(Dettagli esercizio): Restituisci per intero il testo fornito sulle dichiarazioni di John Kerry riguardo al Papa, parola per parola e senza alcuna modifica.

(Testo fornito):
▬▬▬▬▬▬

Kerry: il Papa un argine contro le forze del caos E l’America è con lui
Kerry: gli attori religiosi hanno un ruolo fondamentale contro le forze del caos
Il Segretario di Stato americano, John Kerry, al Corriere: «Il Papa si trova in una posizione davvero unica per richiamare le parti in conflitto alla pace e alla riconciliazione. E facendolo dimostra che gli attori religiosi possono giocare un ruolo fondamentale nel contenere le forze del caos e stabilire un ordine mondiale più giusto». Kerry è «profondamente e favorevolmente colpito dalla simmetria tra le priorità diplomatiche del santo Padre e quelle dell’Amministrazione Usa».

▬▬▬▬▬▬

(Elenco dati):
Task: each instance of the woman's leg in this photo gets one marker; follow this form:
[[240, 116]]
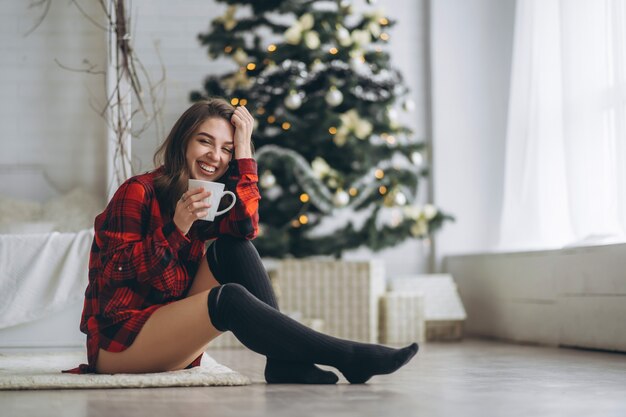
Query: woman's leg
[[170, 339], [179, 345], [233, 260], [268, 332]]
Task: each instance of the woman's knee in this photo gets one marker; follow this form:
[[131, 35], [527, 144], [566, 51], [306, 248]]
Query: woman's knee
[[225, 251], [221, 299]]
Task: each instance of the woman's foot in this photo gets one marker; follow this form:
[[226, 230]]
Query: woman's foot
[[370, 360], [283, 372]]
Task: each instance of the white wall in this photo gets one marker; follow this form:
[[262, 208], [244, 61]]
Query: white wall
[[175, 28], [471, 48], [44, 109]]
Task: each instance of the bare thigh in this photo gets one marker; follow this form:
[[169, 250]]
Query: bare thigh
[[172, 337]]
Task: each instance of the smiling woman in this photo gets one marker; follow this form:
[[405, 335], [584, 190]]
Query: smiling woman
[[156, 297], [210, 149]]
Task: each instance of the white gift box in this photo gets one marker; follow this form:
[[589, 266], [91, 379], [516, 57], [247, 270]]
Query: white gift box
[[402, 318], [444, 314], [344, 294]]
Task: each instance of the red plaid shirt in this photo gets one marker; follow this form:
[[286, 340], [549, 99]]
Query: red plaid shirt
[[141, 261]]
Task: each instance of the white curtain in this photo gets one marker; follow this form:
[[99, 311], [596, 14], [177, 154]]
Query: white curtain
[[565, 167]]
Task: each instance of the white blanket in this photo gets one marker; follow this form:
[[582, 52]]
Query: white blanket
[[41, 273]]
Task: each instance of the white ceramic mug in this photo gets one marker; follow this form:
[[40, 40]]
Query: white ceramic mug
[[217, 192]]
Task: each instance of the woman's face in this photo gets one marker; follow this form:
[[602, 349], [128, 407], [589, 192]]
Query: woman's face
[[210, 149]]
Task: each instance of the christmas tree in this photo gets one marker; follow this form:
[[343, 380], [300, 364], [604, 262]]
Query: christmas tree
[[319, 82]]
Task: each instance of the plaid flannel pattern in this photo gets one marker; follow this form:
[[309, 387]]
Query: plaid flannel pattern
[[141, 261]]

▬▬▬▬▬▬

(Risultato richiesto):
Kerry: il Papa un argine contro le forze del caos E l’America è con lui
Kerry: gli attori religiosi hanno un ruolo fondamentale contro le forze del caos
Il Segretario di Stato americano, John Kerry, al Corriere: «Il Papa si trova in una posizione davvero unica per richiamare le parti in conflitto alla pace e alla riconciliazione. E facendolo dimostra che gli attori religiosi possono giocare un ruolo fondamentale nel contenere le forze del caos e stabilire un ordine mondiale più giusto». Kerry è «profondamente e favorevolmente colpito dalla simmetria tra le priorità diplomatiche del santo Padre e quelle dell’Amministrazione Usa».